Format the lines below as a JSON list of strings, one string per line, without blank lines. Leave the pictures out.

--

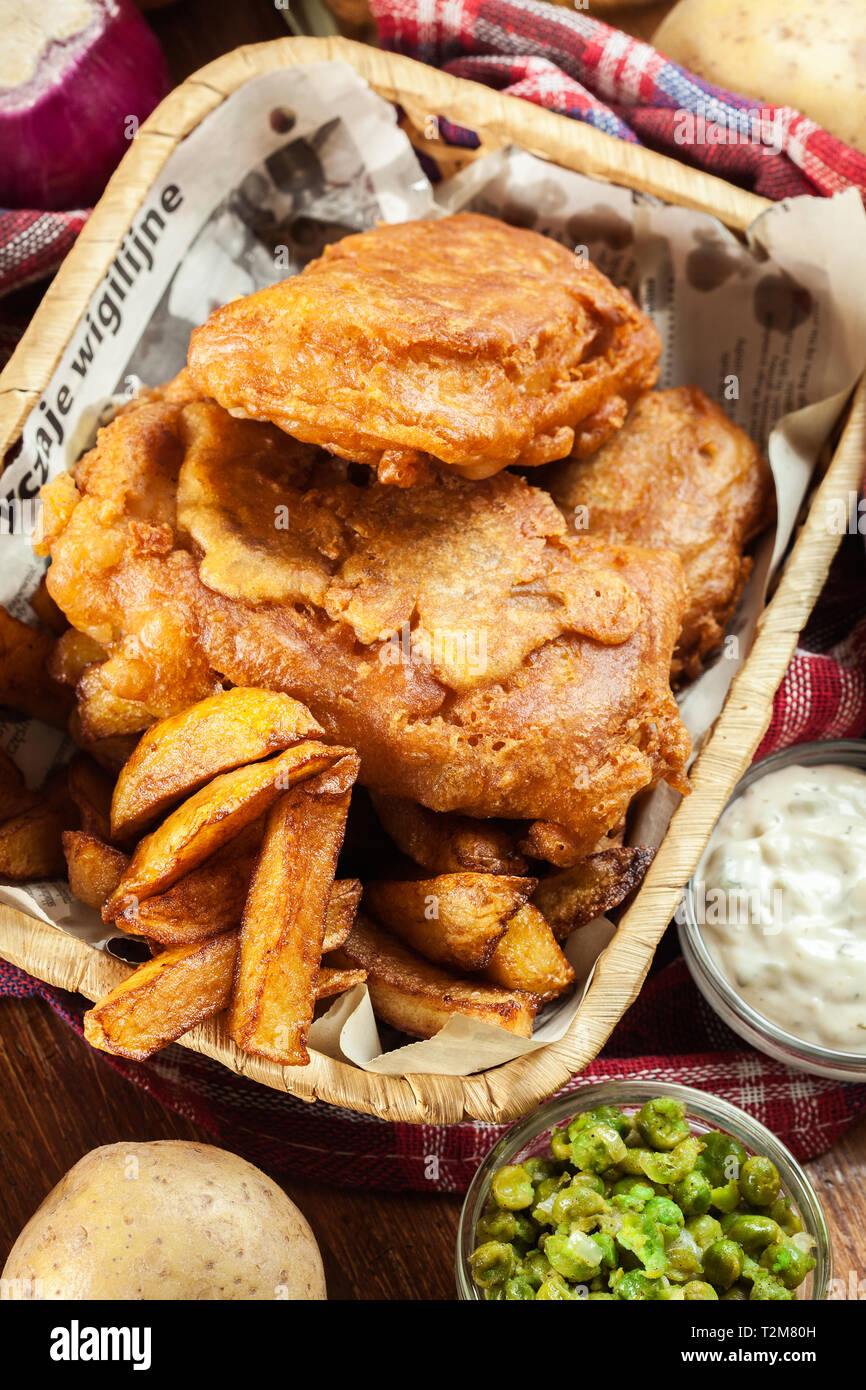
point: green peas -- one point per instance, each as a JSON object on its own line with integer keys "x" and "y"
{"x": 723, "y": 1262}
{"x": 574, "y": 1203}
{"x": 540, "y": 1168}
{"x": 672, "y": 1166}
{"x": 506, "y": 1226}
{"x": 704, "y": 1230}
{"x": 662, "y": 1125}
{"x": 637, "y": 1212}
{"x": 574, "y": 1257}
{"x": 787, "y": 1262}
{"x": 512, "y": 1187}
{"x": 786, "y": 1216}
{"x": 597, "y": 1147}
{"x": 759, "y": 1182}
{"x": 698, "y": 1290}
{"x": 722, "y": 1158}
{"x": 666, "y": 1212}
{"x": 726, "y": 1198}
{"x": 492, "y": 1264}
{"x": 634, "y": 1286}
{"x": 766, "y": 1289}
{"x": 754, "y": 1233}
{"x": 560, "y": 1146}
{"x": 692, "y": 1194}
{"x": 519, "y": 1287}
{"x": 556, "y": 1289}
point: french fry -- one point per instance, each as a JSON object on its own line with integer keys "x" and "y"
{"x": 95, "y": 868}
{"x": 528, "y": 958}
{"x": 455, "y": 919}
{"x": 182, "y": 986}
{"x": 332, "y": 980}
{"x": 178, "y": 755}
{"x": 91, "y": 790}
{"x": 419, "y": 997}
{"x": 448, "y": 843}
{"x": 25, "y": 684}
{"x": 209, "y": 900}
{"x": 591, "y": 888}
{"x": 14, "y": 795}
{"x": 31, "y": 845}
{"x": 164, "y": 998}
{"x": 284, "y": 919}
{"x": 213, "y": 816}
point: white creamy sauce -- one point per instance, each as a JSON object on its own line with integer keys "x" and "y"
{"x": 780, "y": 898}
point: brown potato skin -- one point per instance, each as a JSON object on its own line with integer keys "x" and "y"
{"x": 284, "y": 918}
{"x": 471, "y": 913}
{"x": 419, "y": 997}
{"x": 591, "y": 888}
{"x": 164, "y": 998}
{"x": 528, "y": 958}
{"x": 213, "y": 816}
{"x": 180, "y": 754}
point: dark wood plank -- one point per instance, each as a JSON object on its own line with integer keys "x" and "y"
{"x": 60, "y": 1098}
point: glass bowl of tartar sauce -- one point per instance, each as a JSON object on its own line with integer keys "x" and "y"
{"x": 773, "y": 922}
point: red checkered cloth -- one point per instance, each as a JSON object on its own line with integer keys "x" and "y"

--

#### Task solution
[
  "point: green peas -- one point per instance, each as a JSON object on its own line with integer keys \"x\" and \"y\"",
  "{\"x\": 723, \"y\": 1262}",
  "{\"x\": 574, \"y\": 1203}",
  "{\"x\": 540, \"y\": 1168}",
  "{\"x\": 672, \"y\": 1166}",
  "{\"x\": 506, \"y\": 1226}",
  "{\"x\": 704, \"y\": 1230}",
  "{\"x\": 662, \"y\": 1125}",
  "{\"x\": 637, \"y\": 1212}",
  "{\"x\": 574, \"y\": 1257}",
  "{\"x\": 787, \"y\": 1262}",
  "{\"x\": 512, \"y\": 1187}",
  "{\"x\": 786, \"y\": 1216}",
  "{\"x\": 597, \"y\": 1147}",
  "{\"x\": 759, \"y\": 1182}",
  "{\"x\": 698, \"y\": 1290}",
  "{\"x\": 722, \"y\": 1158}",
  "{\"x\": 666, \"y\": 1212}",
  "{\"x\": 726, \"y\": 1198}",
  "{\"x\": 492, \"y\": 1264}",
  "{\"x\": 634, \"y\": 1286}",
  "{\"x\": 766, \"y\": 1289}",
  "{\"x\": 754, \"y\": 1233}",
  "{\"x\": 560, \"y\": 1146}",
  "{\"x\": 692, \"y\": 1194}",
  "{\"x\": 519, \"y\": 1287}",
  "{\"x\": 556, \"y\": 1289}",
  "point: french fry -- one point per instance, each as a JSON object on its own line with integer keys \"x\" and \"y\"",
  "{\"x\": 95, \"y\": 868}",
  "{\"x\": 528, \"y\": 958}",
  "{\"x\": 455, \"y\": 919}",
  "{\"x\": 182, \"y\": 986}",
  "{\"x\": 332, \"y\": 980}",
  "{\"x\": 178, \"y\": 755}",
  "{\"x\": 91, \"y\": 790}",
  "{\"x\": 419, \"y\": 997}",
  "{\"x\": 448, \"y\": 843}",
  "{\"x\": 25, \"y\": 684}",
  "{\"x\": 209, \"y\": 900}",
  "{\"x\": 591, \"y\": 888}",
  "{\"x\": 14, \"y\": 795}",
  "{\"x\": 31, \"y\": 845}",
  "{\"x\": 164, \"y\": 998}",
  "{\"x\": 284, \"y\": 919}",
  "{\"x\": 213, \"y\": 816}",
  "point: white creamy sauce -- one point per instance, each as a JSON object on its own line with integer keys \"x\" and \"y\"",
  "{\"x\": 780, \"y\": 898}",
  "point: brown potato skin -- one point per instance, each as a JSON object on its own line with integer keys \"x\" and \"y\"",
  "{\"x\": 284, \"y\": 918}",
  "{\"x\": 471, \"y\": 913}",
  "{\"x\": 419, \"y\": 997}",
  "{\"x\": 591, \"y\": 888}",
  "{\"x\": 164, \"y\": 998}",
  "{\"x\": 528, \"y\": 958}",
  "{\"x\": 213, \"y\": 816}",
  "{\"x\": 180, \"y\": 754}",
  "point: dark wood plank -- one point per instance, each as a JSON object on its own line with integer keys \"x\" and \"y\"",
  "{\"x\": 60, \"y\": 1098}",
  "point: glass bowl of tartar sauce -- one point per instance, each as a JSON object on its own line with integer keys \"x\" and \"y\"",
  "{\"x\": 773, \"y\": 922}",
  "point: red checkered cloth -- one point per instance, each as a JSON object on its own line with integer keys \"x\" and \"y\""
]